[Passage shown]

Application Highlight: congatec Hypervisor-on-Modules to Virtualize IIoT

April 01, 2024

Sponsored Story

Application Highlight: congatec Hypervisor-on-Modules to Virtualize IIoT

With all the buzz around AI and virtualization, especially with the focus on Digital Twin in the embedded systems space, companies are getting loaded up with processing, memory, and applications tailored to deploying these sophisticated modeling and (eventually) predictive AI tools.

One critical element that must not be ignored, especially in Industrial and IIoT implementations is the hypervisor that will manage all these virtualized, AI-powered, systems and digital twins. What is usually the process is to leverage a hosted hypervisor, which is run as a software layer on top of the conventional OS and hardware. In industrial settings, however, that additional layer of complexity introduces what, to many, could be too great an opportunity for the introduction of bugs or faults that can lead to the dreaded downtime.

To avoid that, it is better to implement a hypervisor directly in the firmware, so integration and compatibility are hard-coded into the modules.

Application Use Case

Autonomous Mobile Robots (AMR) are a perfect example of the power, and necessity, of embedding hypervisors into the SOM firmware. Inspection robots in particular are designed to execute complex tasks with autonomy in demanding and hazardous industrial environments like offshore wind farms, oil rigs, mines, manufacturing facilities, and construction sites.

[/Passage shown]
[Provided records]

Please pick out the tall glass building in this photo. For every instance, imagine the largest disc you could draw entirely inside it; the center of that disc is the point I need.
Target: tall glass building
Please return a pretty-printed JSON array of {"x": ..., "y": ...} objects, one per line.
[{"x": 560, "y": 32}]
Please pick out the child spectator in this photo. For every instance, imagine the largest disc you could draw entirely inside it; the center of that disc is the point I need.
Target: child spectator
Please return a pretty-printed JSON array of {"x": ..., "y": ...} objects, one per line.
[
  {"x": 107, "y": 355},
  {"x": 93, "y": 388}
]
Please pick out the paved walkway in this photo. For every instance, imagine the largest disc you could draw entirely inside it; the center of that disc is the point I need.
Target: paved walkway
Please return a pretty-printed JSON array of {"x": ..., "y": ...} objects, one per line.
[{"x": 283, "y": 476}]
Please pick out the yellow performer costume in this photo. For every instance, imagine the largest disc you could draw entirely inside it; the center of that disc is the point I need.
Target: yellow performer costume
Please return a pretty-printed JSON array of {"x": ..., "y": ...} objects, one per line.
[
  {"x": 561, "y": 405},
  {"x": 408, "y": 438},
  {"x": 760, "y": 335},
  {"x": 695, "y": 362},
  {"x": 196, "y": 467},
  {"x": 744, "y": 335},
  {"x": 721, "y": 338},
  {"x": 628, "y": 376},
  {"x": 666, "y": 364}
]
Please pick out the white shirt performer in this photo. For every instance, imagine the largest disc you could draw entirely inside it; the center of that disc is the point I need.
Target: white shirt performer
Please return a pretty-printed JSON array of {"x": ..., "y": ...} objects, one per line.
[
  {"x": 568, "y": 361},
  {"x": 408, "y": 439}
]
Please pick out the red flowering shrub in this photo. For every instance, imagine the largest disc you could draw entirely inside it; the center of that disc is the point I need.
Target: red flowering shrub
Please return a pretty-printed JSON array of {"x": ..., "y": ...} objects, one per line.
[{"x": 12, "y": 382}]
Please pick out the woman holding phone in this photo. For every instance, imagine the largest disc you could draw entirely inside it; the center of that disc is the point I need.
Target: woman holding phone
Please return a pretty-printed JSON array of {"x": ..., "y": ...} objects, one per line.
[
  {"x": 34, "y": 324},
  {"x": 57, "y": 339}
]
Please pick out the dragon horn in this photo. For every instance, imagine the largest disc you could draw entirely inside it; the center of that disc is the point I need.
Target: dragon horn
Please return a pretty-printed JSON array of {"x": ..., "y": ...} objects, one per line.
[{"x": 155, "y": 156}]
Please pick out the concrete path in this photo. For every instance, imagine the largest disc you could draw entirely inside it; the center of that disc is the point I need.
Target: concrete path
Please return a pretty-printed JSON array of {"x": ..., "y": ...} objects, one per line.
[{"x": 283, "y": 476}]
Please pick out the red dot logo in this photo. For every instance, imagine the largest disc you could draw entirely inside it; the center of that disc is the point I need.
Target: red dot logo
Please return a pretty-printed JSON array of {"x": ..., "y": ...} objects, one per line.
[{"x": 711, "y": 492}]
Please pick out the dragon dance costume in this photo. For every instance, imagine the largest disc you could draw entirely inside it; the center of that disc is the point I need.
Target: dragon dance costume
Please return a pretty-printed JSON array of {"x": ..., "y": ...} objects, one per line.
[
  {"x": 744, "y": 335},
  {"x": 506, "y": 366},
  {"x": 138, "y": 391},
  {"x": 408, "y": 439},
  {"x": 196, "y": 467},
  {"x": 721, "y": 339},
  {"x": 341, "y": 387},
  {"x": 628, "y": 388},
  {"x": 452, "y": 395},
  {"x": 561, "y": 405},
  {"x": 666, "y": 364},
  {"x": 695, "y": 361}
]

[/Provided records]

__Problem set__
**A.** Answer these questions from the hypervisor article, one line each:
(i) According to the hypervisor article, where does a hosted hypervisor run?
(ii) Where does it say a hypervisor is better implemented?
(iii) Which industrial environments does it list for inspection robots?
**B.** Condense the paragraph of the hypervisor article that begins "One critical element" into a shorter version that keeps its main facts.
**C.** In the hypervisor article, substitute "outages" for "downtime" and give the stretch from "One critical element" through "the dreaded downtime.".

__Outputs in order__
**A.**
(i) A hosted hypervisor runs as a software layer on top of the conventional OS and hardware.
(ii) It is better implemented directly in the firmware.
(iii) Offshore wind farms, oil rigs, mines, manufacturing facilities, and construction sites.

**B.** In Industrial and IIoT implementations, the hypervisor that manages virtualized, AI-powered systems and digital twins must not be ignored. The usual approach is a hosted hypervisor running as a software layer on top of the conventional OS and hardware. In industrial settings, though, this extra layer of complexity may create too great a chance of bugs or faults that cause downtime.

**C.**
One critical element that must not be ignored, especially in Industrial and IIoT implementations is the hypervisor that will manage all these virtualized, AI-powered, systems and digital twins. What is usually the process is to leverage a hosted hypervisor, which is run as a software layer on top of the conventional OS and hardware. In industrial settings, however, that additional layer of complexity introduces what, to many, could be too great an opportunity for the introduction of bugs or faults that can lead to the dreaded outages.